I wanted to do a 10-year gap analysis, emphasizing the effect of the 2008 housing crisis, so I used datasets from 2007 and 2017 to build the model.  I first focused on New Mexico as an emerging hot spot and Nebraska as an emerging cold spot, determined in a previous GIS spatial analysis, to highlight extreme, contrasting states.  I started off with over 40k rows and 800 columns in each dataset, and using a combination of correlation, high nullity, data insight, and domain knowledge I whittled the data down to 33 columns and a final dataset of 4k records, optimizing with python reference scripts for frequently used code. I used a Vote Ensemble with Random Forest, Gradient Boost, and Bagging Classifier ending in a final CV score of 95%.

Takeaways

I focused on an interpretable model on purpose.  I wanted to see what are the biggest impacts leading to food insecure communities.  I was surprised throughout my analysis, from the EDA to the final interpreted results.  The initial exploration showed me that the households requesting SNAP were not big families, maybe one or two children at most, and not alot of elderly members.  There was one initial correlation, with almost half being single moms as head of household.  As I got into the EDA, more correlations emerged like less working poor in 2017 vs 2007 and more assistance programs available for applicants. At this point, I noticed New Mexico seemed more vulnerable to economic changes than Nebraska.

Ultimately, the biggest surprise was in the interpretable coefficients of the model itself.  Which told me the top 4 biggest impacts in predicting a household requesting SNAP is how expensive and how stable their housing situation was.

......

- **DIRECTION 1**: Return every line of the records below that contains the word "stainless".

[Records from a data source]
......

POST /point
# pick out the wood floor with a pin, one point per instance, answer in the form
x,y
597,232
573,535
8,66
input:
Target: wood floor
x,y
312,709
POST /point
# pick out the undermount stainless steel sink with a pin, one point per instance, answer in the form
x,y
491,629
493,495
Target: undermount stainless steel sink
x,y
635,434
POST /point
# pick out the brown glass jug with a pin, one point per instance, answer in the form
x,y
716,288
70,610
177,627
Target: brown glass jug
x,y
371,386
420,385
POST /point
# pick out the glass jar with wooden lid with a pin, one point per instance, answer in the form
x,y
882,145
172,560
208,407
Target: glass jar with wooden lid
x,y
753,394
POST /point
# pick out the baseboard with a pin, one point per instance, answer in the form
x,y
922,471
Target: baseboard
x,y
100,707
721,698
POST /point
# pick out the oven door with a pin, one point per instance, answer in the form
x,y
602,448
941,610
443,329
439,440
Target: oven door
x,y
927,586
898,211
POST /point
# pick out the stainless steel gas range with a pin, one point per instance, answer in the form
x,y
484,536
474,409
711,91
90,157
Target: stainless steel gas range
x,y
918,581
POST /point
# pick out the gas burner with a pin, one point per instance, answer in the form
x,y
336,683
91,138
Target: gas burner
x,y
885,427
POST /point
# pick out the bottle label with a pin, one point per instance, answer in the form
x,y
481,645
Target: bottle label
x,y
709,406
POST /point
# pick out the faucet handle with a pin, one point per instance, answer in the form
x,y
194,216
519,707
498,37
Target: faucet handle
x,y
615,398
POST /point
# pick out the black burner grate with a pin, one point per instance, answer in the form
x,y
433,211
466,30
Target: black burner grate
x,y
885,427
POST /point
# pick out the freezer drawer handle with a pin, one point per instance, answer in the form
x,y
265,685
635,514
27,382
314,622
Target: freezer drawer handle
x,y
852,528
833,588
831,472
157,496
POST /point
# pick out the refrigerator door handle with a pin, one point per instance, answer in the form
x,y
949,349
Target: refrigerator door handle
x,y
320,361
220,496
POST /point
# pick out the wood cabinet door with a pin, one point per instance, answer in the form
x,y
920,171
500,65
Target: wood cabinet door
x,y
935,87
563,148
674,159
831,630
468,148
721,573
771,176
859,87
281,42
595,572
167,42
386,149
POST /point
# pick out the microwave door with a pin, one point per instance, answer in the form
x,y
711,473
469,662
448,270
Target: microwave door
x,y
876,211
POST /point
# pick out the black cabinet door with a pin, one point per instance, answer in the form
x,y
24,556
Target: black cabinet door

......

- **DIRECTION 2**: Rewrite the part of the SNAP model write-up that opens with the words containing "I focused on" and closes with "changes than Nebraska.", swapping "single moms" for "single mothers".

- **TASK RESPONSE 1**:
# pick out the undermount stainless steel sink with a pin, one point per instance, answer in the form
Target: undermount stainless steel sink
# pick out the stainless steel gas range with a pin, one point per instance, answer in the form
Target: stainless steel gas range

- **TASK RESPONSE 2**:
I focused on an interpretable model on purpose.  I wanted to see what are the biggest impacts leading to food insecure communities.  I was surprised throughout my analysis, from the EDA to the final interpreted results.  The initial exploration showed me that the households requesting SNAP were not big families, maybe one or two children at most, and not alot of elderly members.  There was one initial correlation, with almost half being single mothers as head of household.  As I got into the EDA, more correlations emerged like less working poor in 2017 vs 2007 and more assistance programs available for applicants. At this point, I noticed New Mexico seemed more vulnerable to economic changes than Nebraska.